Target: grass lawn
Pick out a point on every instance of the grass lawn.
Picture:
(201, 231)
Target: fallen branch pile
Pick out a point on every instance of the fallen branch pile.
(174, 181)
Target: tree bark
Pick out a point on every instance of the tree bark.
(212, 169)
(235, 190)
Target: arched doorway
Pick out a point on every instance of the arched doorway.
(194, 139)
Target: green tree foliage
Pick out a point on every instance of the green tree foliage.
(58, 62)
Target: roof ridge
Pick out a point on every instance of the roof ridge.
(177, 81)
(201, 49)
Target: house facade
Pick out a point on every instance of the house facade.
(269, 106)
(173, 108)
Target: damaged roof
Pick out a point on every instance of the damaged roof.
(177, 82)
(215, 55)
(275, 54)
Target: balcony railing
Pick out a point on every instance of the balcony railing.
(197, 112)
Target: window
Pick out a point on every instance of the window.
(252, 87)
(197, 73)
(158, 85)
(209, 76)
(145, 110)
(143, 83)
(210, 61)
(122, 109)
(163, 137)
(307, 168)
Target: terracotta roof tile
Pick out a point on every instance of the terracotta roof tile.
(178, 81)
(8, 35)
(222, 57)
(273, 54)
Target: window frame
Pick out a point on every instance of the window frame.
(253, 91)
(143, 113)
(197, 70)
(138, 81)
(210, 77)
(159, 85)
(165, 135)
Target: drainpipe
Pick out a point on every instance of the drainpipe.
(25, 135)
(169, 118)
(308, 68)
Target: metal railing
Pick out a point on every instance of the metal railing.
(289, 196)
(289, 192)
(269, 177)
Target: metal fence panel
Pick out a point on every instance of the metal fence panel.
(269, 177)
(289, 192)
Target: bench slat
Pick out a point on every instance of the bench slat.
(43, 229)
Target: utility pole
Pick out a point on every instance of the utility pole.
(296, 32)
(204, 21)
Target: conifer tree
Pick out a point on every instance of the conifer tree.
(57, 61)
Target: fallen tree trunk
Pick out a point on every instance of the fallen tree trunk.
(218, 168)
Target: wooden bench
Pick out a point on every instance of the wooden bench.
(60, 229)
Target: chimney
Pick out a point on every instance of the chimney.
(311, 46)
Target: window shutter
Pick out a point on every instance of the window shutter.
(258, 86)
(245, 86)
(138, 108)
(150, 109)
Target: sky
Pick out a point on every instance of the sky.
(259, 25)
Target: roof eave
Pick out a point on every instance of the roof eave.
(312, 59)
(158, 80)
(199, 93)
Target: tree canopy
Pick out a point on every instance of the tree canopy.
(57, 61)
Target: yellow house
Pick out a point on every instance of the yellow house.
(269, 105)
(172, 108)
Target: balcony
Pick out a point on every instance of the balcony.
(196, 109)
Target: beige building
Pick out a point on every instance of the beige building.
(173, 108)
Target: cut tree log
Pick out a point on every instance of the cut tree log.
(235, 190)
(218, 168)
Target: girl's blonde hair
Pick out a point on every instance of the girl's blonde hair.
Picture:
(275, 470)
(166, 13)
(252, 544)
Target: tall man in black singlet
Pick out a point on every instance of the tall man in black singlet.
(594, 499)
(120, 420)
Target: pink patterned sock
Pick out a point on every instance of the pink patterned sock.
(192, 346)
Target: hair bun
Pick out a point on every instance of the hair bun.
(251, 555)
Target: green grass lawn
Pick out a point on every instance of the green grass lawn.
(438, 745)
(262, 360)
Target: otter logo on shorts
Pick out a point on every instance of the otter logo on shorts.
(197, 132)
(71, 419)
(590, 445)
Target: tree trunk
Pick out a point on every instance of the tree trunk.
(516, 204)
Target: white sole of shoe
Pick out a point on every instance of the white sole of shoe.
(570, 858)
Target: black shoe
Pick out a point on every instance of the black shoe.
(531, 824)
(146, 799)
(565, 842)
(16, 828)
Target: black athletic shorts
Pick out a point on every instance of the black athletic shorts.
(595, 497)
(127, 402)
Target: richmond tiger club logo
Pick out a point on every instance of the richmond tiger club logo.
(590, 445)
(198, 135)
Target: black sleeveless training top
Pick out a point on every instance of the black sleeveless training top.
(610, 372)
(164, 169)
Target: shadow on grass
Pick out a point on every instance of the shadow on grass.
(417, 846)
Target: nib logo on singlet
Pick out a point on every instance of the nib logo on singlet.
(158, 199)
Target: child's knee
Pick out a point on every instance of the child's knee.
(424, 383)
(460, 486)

----------

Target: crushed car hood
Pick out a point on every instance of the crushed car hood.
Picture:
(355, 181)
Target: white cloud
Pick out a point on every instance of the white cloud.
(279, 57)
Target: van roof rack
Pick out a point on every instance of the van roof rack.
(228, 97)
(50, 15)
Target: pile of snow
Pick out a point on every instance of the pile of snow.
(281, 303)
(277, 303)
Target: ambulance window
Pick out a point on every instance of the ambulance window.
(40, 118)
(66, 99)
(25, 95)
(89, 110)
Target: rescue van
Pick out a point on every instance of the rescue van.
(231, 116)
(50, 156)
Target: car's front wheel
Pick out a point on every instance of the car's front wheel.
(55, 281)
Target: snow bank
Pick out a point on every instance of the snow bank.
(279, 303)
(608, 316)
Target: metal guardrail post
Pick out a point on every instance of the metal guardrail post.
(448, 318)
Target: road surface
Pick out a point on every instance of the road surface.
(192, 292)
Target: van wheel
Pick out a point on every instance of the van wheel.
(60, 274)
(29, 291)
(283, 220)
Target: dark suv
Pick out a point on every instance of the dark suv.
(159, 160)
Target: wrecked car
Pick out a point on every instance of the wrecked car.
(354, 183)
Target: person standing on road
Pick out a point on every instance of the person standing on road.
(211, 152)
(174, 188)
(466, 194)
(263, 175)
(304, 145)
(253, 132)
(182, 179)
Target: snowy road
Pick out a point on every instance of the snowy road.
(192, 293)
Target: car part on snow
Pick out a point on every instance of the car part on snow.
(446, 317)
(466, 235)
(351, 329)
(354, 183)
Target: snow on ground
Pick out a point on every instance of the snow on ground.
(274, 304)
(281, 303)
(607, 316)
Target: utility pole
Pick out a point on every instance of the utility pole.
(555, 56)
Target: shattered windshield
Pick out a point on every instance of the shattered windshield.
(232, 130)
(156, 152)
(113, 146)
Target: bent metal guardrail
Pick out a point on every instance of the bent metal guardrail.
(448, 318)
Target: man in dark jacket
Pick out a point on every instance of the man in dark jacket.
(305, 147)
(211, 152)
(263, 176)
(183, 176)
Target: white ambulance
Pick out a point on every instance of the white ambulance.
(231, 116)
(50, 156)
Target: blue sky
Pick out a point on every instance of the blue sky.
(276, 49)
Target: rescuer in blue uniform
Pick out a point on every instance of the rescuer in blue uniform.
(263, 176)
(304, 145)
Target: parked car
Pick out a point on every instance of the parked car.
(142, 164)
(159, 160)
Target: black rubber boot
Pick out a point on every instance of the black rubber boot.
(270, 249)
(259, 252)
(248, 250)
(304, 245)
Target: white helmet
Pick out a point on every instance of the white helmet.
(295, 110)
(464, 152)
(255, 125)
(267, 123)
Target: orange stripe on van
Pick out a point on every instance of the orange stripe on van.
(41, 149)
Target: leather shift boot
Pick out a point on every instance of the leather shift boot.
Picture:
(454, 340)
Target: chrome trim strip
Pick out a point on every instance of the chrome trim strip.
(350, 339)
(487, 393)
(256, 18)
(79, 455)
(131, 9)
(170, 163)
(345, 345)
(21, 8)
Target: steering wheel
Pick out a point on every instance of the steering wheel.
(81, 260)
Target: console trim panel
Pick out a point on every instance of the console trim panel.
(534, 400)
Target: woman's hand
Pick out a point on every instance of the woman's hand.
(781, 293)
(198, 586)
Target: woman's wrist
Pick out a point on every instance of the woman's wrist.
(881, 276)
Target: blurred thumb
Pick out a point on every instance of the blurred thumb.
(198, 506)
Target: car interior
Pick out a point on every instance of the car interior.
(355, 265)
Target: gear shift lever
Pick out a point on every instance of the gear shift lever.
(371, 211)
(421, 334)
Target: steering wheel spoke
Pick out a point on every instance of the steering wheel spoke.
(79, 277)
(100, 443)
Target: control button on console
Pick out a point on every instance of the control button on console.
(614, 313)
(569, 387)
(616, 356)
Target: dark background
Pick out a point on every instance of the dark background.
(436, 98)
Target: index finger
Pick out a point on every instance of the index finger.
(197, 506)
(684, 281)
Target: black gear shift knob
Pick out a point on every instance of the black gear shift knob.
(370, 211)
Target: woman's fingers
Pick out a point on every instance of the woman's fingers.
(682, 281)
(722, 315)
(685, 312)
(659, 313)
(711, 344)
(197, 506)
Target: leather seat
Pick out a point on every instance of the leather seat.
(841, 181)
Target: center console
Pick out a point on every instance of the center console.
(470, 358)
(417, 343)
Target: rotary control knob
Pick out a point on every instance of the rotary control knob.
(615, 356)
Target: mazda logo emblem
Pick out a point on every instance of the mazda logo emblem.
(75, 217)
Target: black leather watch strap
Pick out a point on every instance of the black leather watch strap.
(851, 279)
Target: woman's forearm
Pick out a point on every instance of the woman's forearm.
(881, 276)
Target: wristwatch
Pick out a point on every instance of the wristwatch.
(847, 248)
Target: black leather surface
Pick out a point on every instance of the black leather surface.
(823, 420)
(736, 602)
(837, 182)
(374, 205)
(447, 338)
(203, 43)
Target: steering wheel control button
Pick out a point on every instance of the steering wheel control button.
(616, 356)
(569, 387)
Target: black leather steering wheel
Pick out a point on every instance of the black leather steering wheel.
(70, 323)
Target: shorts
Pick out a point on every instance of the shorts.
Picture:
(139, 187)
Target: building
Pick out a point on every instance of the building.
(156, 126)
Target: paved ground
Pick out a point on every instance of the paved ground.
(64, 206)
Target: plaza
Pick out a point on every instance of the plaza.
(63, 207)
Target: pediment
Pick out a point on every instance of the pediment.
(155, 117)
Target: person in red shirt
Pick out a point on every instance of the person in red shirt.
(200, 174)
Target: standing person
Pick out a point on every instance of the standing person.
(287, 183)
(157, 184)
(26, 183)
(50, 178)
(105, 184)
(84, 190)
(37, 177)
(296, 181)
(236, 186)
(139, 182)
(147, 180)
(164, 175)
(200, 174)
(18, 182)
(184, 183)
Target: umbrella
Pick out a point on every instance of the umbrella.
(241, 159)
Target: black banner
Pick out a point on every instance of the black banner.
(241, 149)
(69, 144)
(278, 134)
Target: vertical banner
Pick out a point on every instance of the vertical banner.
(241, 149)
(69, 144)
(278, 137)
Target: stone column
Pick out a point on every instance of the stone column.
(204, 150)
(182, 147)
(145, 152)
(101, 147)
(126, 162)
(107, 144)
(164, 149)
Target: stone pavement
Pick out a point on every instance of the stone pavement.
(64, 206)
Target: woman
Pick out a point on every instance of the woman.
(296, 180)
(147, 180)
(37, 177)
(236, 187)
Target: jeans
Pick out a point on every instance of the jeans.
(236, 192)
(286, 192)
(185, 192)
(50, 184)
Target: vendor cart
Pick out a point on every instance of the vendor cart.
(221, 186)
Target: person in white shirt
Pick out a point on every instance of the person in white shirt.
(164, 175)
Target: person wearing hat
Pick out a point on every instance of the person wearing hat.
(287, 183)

----------

[WHAT YOU ARE ASKED TO DO] Gather every line in the records that contains the word "blurred".

[THE OUTPUT]
Target: blurred thumb
Pick out a point on every instance of the blurred thumb.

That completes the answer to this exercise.